## Material provided:
════════

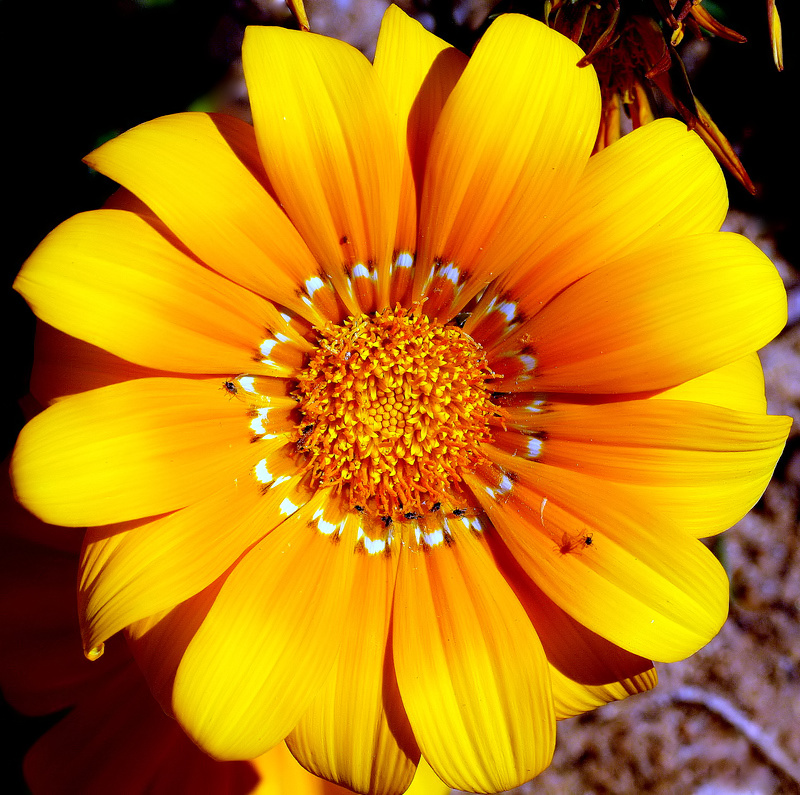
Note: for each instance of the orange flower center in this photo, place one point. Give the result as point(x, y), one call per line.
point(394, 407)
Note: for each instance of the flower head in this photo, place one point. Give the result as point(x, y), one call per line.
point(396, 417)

════════

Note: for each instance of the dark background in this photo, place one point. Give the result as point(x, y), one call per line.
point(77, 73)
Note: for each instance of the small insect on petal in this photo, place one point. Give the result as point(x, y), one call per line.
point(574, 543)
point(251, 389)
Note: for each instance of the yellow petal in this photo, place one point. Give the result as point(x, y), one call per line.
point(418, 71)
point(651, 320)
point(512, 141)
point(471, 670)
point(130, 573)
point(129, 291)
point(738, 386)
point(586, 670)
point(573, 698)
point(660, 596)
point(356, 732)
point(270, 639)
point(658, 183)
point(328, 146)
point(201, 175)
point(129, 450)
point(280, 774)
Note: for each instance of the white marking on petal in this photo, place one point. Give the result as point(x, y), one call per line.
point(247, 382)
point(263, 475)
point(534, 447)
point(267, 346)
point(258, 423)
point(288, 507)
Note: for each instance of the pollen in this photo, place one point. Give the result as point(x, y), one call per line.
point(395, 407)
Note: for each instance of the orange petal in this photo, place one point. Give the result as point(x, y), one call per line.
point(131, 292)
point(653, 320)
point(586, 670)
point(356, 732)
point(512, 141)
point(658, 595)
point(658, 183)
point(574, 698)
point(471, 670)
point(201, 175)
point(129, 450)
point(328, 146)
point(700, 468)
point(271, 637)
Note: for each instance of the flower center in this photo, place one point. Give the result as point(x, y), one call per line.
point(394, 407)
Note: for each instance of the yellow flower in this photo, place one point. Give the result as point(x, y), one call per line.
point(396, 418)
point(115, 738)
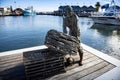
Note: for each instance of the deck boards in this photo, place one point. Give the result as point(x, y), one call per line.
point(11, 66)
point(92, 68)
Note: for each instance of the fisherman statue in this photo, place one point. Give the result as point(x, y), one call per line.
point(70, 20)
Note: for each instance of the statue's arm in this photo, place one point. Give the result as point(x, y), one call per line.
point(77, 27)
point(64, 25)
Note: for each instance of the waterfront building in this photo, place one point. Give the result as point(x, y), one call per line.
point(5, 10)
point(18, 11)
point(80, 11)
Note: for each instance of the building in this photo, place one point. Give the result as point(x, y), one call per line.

════════

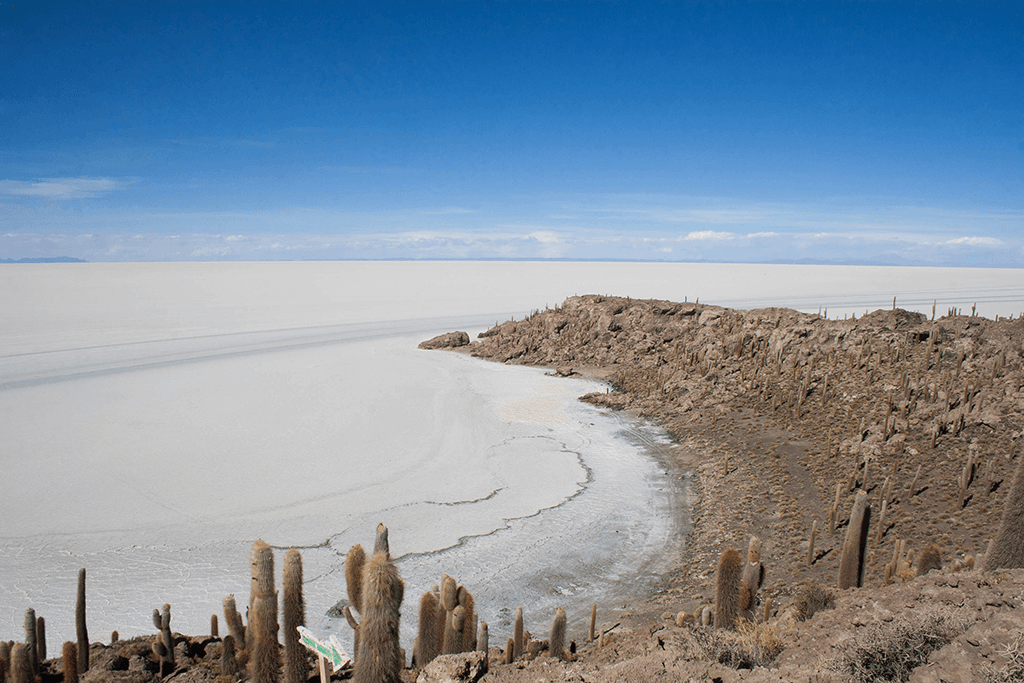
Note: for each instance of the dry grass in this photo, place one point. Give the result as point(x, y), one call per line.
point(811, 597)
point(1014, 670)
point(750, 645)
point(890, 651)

════════

## Stated problem:
Please reproduce the records verbatim, from the line containing "Note: for each instance of the orange flower" through the line containing "point(396, 417)", including both of those lines.

## Complete response:
Note: for each instance of the orange flower center in this photo, place one point. Give the result as point(x, y), one call per line.
point(394, 407)
Note: for each instance of the flower head in this photo, place one point. Give the result as point(x, y), one call per line.
point(396, 417)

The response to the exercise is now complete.